__Exercise aim__: Copy the records below word for word, starting at the very first line and ending at the line containing "[459,493,648,849]", with both of those lines included.

(Coordinate annotation entries)

* * *

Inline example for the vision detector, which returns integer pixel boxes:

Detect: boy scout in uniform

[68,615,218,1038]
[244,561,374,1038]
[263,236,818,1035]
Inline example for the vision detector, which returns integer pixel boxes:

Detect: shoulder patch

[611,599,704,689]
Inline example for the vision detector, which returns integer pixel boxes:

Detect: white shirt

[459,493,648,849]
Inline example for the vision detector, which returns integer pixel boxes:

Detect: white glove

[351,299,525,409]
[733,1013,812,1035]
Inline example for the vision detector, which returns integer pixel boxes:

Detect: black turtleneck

* * *

__Written response__:
Inline example for the vision detector, which returns integer pixel boxes:

Detect: boy scout in uniform

[68,615,218,1038]
[244,561,374,1038]
[263,236,818,1035]
Inline example for the vision detector, which returns integer pixel boxes:

Detect: shoulder patch

[611,599,704,689]
Inline example for the vision detector, which returns integer pixel boxes:

Detect: white shirt

[459,493,648,849]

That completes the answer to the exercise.